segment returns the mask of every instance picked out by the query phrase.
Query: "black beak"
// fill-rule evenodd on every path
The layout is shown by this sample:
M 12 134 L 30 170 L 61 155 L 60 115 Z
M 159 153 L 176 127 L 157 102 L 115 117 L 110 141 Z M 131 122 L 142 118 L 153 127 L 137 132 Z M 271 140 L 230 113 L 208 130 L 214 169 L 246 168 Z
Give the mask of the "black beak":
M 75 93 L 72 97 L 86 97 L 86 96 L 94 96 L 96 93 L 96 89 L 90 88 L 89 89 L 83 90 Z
======
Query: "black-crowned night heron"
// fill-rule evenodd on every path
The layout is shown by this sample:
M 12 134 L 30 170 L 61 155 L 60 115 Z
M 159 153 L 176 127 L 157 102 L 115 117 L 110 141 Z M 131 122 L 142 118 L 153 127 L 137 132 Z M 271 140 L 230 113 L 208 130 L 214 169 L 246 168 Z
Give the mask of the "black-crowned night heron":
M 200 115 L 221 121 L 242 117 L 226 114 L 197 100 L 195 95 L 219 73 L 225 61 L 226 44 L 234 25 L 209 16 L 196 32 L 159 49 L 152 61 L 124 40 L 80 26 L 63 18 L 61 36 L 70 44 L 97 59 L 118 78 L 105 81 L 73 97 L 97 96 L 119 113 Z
======
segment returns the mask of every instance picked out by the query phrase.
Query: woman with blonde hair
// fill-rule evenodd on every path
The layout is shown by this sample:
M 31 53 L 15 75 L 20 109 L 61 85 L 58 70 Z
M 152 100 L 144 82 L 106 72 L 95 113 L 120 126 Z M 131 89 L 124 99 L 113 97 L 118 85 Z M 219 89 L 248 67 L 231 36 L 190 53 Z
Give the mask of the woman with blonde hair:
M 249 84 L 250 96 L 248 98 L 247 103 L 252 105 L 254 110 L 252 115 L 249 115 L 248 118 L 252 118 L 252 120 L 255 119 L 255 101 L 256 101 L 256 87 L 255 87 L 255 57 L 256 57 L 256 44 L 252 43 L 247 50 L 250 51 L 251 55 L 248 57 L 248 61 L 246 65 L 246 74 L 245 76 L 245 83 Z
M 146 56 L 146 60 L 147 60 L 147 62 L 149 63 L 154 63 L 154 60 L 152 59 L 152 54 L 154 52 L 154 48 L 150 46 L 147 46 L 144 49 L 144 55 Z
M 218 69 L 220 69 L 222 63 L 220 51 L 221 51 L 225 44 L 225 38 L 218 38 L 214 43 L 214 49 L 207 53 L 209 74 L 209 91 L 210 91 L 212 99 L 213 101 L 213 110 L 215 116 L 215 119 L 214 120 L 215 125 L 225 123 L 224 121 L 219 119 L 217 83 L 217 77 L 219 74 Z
======
◆ Work instructions: Pull out every line in the records above that contains the word "with", and copy each of those lines in full.

◆ Complete response:
Query: woman with blonde hair
Give the mask of the woman with blonde hair:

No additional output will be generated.